Selected extract
Today, Lockhart estimates she smokes up two or three times a week. She admits marijuana is a lot stronger these days than it was 30 years ago. “It’s a lot more expensive, too,” she says. “Back then, a dime bag [$10 worth] lasted quite awhile.” Now, a quarter ounce will set you back $90. That means two joints cost about the same as a decent bottle of wine, still good value in Lockhart’s estimation. Her dealer, with whom she has a longstanding relationship, is a sculptor who supplements his income selling dope to his friends.

For retired college professor and novelist, William Mansbridge, smoking pot is a social event. Like Lockhart, he started smoking as an undergraduate. “I was 18 or 19 at the University of Calgary. It was 1968 and pretty scary in those days. Everybody was doing hashish but very secretively. We had a real fear that narcs were everywhere.” Now in his early 60s, Mansbridge continues to smoke once or twice a month, usually at dinner parties.

Exercise requirements
a: List every occupation that the passage on marijuana use attributes to a person.
b: According to the passage on marijuana use, at which university did William Mansbridge start smoking?

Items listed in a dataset
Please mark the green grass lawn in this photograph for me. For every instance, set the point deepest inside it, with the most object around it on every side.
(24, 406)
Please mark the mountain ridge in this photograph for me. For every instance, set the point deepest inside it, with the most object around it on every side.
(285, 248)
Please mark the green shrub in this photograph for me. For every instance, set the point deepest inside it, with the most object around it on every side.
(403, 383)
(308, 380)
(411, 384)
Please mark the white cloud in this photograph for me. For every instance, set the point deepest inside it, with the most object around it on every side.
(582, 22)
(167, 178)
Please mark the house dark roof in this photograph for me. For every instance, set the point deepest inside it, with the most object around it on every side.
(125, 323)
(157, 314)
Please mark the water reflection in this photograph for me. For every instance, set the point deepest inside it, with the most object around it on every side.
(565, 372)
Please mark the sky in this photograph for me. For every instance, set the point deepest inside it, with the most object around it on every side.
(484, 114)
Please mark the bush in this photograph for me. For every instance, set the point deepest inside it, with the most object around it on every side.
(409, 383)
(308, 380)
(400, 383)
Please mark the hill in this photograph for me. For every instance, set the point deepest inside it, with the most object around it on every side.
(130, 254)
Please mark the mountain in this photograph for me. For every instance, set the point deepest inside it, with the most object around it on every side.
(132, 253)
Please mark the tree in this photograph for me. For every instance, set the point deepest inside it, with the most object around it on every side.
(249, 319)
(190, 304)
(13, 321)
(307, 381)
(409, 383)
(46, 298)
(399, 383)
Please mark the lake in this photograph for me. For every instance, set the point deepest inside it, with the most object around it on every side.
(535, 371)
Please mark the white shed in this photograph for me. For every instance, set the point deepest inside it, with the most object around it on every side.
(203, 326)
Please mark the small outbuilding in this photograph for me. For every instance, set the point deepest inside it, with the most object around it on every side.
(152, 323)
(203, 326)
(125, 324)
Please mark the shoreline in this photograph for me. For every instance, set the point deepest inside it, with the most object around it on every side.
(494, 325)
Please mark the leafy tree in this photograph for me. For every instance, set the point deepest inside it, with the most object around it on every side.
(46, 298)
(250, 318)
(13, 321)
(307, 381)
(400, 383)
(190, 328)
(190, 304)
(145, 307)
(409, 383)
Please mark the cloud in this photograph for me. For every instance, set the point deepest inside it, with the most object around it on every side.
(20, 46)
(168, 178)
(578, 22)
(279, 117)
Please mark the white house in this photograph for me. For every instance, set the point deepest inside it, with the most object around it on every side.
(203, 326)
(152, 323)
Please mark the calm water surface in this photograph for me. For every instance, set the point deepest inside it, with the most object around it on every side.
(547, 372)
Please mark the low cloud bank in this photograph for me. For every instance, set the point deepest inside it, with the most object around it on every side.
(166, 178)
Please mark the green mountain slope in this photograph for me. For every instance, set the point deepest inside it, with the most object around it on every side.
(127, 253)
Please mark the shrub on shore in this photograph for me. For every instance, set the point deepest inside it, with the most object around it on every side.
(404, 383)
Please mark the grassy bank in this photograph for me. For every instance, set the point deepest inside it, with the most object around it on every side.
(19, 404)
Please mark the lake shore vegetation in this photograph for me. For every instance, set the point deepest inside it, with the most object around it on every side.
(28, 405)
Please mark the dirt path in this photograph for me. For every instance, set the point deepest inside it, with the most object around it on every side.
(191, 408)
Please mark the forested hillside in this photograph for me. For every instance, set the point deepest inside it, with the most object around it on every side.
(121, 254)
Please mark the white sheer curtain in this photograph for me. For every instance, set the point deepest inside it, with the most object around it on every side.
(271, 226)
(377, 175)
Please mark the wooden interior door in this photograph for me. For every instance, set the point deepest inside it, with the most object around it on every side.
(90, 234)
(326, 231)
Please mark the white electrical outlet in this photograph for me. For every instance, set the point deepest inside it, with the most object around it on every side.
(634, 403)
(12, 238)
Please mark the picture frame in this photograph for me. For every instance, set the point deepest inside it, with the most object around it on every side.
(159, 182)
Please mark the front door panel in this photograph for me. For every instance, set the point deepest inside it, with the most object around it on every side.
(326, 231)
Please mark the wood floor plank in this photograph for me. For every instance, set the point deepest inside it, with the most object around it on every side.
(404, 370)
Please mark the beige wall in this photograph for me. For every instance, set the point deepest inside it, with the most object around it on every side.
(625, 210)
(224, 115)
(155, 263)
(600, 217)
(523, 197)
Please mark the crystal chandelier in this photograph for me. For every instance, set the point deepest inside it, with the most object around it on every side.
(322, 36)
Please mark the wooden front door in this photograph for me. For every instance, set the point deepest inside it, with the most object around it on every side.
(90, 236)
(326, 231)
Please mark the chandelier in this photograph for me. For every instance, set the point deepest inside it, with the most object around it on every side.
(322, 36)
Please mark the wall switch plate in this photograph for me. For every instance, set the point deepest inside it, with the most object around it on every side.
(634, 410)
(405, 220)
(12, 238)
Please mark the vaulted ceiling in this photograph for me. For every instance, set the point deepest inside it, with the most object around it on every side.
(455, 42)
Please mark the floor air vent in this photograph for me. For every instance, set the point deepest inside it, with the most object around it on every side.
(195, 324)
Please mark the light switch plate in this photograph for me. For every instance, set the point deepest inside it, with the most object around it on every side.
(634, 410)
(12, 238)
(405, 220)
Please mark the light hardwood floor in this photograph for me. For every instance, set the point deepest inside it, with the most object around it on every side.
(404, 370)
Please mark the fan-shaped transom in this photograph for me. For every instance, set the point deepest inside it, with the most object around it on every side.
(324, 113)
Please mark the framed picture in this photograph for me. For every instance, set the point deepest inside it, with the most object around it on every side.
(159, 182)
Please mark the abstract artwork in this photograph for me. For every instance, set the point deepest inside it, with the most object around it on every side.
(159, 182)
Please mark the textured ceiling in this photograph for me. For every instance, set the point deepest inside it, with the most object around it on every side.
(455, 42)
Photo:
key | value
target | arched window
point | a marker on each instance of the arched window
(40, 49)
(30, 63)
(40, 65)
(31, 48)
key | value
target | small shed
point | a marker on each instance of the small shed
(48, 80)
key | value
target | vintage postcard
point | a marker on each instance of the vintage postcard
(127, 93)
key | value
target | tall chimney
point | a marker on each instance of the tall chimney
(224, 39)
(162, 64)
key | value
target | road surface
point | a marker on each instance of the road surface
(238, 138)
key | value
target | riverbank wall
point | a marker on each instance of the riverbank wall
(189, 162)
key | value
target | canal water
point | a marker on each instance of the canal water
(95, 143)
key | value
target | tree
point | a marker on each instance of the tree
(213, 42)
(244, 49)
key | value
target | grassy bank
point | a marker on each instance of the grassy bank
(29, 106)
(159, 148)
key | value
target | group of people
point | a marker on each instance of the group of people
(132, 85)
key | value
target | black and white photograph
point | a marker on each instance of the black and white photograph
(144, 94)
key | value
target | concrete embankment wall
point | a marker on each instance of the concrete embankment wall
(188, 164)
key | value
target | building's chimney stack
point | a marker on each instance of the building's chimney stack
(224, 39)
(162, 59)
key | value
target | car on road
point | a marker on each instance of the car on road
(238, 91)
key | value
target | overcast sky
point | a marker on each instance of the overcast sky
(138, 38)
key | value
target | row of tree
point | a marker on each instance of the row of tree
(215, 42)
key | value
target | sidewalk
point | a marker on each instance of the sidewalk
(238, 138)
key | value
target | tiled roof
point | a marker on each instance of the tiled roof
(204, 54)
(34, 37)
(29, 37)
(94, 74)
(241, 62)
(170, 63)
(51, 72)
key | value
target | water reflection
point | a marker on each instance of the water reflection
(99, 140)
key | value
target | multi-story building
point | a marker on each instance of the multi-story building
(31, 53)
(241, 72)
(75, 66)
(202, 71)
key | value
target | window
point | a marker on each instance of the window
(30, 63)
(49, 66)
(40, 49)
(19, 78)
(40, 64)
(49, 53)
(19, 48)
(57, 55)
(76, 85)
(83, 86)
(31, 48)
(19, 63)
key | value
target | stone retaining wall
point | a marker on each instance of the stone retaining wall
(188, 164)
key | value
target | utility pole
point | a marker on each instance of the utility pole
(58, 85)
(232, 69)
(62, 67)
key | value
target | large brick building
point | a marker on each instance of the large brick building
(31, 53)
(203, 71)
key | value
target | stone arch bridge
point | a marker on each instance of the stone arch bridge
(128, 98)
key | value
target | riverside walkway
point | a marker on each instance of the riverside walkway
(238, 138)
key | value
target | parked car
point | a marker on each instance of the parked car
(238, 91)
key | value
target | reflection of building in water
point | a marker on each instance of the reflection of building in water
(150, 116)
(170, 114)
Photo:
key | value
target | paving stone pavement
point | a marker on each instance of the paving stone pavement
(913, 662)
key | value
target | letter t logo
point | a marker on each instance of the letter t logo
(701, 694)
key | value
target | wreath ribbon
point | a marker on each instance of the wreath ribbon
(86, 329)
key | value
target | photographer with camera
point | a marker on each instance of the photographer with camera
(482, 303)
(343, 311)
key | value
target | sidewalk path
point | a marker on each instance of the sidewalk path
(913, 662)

Expected outputs
a: Sculptor, retired college professor, novelist

b: The University of Calgary